*Excerpt*:
****************************************
Re: Memcached performance numbers

2019-10-07 Thread dormando
Hey,

Sorry; I'm not going to have any other major insights :) I'd have to sit
here playing 20 questions to figure out your test setup. If you're running
memaslap from another box, that one needs to be cpu pinned as well. If
it's a VM, the governor/etc might not even matter.

Also I don't use memaslap at all, so I can't attest to it. I use
https://github.com/memcached/mc-crusher with the external latency sampling
util it comes with. it's not as easy to use though.

On Mon, 7 Oct 2019, Pradeep Fernando wrote:

> Hi Dormando,
> That is great insight.!.
> However, it did not solve the problem. I disabled turbo, as per your 
> instructions.
> I even, set the CPU to operate with maximum performance, with 
> > cpupower frequency-set --governor performance ( i verified this by 
> > monitoring cpu freq)
>
> Still the same unexplained behavior. :(. Do you have any other suggestions?
>
> thanks
> --Pradeep
>
> On Mon, Oct 7, 2019 at 1:08 PM dormando  wrote:
>   Hi,
>
>   First as an aside; 1/1 get/set ratio is unusual for mc. The gets scale a
>   lot better than sets. If you get into testing more "realistic" perf
>   numbers make sure to increase the get rate.
>
>   You're probably just running into CPU scaling. OS's come with a "battery
>   saver" or "ondemand" performance scheduler by default. They also have
>   turbo. Once you start loading it up more the CPU will stay in the higher
>   frequency states or begin to issue turbo, which will lower the latency.
>
>   /usr/bin/echo 1 > /sys/devices/system/cpu/intel_pstate/no_turbo
>   cpupower frequency-set -g performance
>
>   ... or whatever works for your platform.
****************************************
Excerpts of bounding box data:
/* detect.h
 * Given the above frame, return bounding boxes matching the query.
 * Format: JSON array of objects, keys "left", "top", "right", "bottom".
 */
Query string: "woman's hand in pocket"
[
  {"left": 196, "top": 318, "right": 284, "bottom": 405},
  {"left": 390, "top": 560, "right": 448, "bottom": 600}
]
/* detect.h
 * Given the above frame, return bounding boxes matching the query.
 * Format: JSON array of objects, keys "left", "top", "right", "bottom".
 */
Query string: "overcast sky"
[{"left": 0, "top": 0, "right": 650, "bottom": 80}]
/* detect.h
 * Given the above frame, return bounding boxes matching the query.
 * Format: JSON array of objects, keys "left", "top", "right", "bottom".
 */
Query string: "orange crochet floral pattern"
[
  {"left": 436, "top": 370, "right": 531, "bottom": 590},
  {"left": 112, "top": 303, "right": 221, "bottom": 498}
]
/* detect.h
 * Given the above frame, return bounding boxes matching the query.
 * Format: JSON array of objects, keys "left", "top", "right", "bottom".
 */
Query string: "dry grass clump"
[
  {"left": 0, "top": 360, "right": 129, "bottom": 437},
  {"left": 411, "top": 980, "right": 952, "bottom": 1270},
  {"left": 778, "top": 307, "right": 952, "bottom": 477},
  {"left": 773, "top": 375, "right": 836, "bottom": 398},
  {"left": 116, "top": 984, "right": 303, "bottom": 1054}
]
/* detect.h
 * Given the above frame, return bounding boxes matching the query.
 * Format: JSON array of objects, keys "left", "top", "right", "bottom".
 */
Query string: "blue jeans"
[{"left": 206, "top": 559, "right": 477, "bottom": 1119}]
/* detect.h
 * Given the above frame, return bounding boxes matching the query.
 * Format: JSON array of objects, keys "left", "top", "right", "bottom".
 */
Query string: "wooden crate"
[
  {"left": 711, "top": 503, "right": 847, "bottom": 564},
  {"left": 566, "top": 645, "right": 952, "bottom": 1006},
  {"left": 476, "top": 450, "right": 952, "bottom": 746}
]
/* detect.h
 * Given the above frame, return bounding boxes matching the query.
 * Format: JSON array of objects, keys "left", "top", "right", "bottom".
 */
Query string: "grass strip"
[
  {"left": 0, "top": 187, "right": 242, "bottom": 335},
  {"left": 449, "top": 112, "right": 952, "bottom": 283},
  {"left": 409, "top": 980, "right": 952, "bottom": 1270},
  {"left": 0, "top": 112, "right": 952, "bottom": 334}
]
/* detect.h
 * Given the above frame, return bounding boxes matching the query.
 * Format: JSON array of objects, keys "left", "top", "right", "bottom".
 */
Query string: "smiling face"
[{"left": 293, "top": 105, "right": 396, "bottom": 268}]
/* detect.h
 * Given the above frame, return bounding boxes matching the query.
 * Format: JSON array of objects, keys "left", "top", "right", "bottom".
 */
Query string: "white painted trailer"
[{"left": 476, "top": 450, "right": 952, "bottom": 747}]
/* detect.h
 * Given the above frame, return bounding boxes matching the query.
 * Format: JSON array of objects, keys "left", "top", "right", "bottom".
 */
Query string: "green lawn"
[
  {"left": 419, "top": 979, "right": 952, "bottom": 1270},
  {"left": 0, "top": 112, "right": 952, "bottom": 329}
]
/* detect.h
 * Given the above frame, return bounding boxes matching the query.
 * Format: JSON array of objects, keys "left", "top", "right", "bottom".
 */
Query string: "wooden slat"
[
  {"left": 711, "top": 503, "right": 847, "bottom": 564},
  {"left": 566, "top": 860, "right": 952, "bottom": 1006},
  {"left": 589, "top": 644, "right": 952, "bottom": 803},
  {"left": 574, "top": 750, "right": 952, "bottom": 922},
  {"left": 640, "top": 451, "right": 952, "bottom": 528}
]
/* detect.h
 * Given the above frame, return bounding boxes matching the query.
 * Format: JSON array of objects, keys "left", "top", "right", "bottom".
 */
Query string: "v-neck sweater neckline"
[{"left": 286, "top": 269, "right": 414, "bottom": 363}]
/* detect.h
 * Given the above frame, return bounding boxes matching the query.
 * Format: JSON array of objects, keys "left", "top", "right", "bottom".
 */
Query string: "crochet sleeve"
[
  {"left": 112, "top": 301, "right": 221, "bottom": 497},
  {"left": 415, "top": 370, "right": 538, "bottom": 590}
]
****************************************
*What to do*:
A) In the memcached performance thread, what tool does dormando use instead of memaslap?
B) Pick up the memcached performance thread after its final line and continue writing it.

*Responses per task*:
A) He uses mc-crusher, along with the external latency sampling utility that comes with it.

B)
>
>   On Mon, 7 Oct 2019, Pradeep Fernando wrote:
>
>   > Hi Devs,
>   > I run memaslap to understand the performance characteristics of 
> memcached,
>   >
>   > My setup : both memcached and memaslap running on a single machine 
> with NUMA. memcached is bound to NUMA 1. Gave 3GB of memory to memcached.
>   > workload : get/set 0.5/0.5
>   >
>   > I increase number of thread from memaslap and observe throughput 
> latency numbers. 
>   >
>   > I see increase in throughput (expected) but latency drops as I crease 
> the load. 
>   > The initial average latency is 83 us and it drops to 30us with number 
> of threads = 8, this is an unexpected number.-- I expected the latency to go 
> up.
>   > Am I reading the output wrong?
>   >
>   > Apologies, if this question does not qualify for this mailing list. 
> If so, please direct me to correct list I can get help. :)
>   >
>   > --Pradeep
>   >
>   >
>   >
>   > Thread count = 1
>   >
>   >
>   > Total Statistics (11447336 events)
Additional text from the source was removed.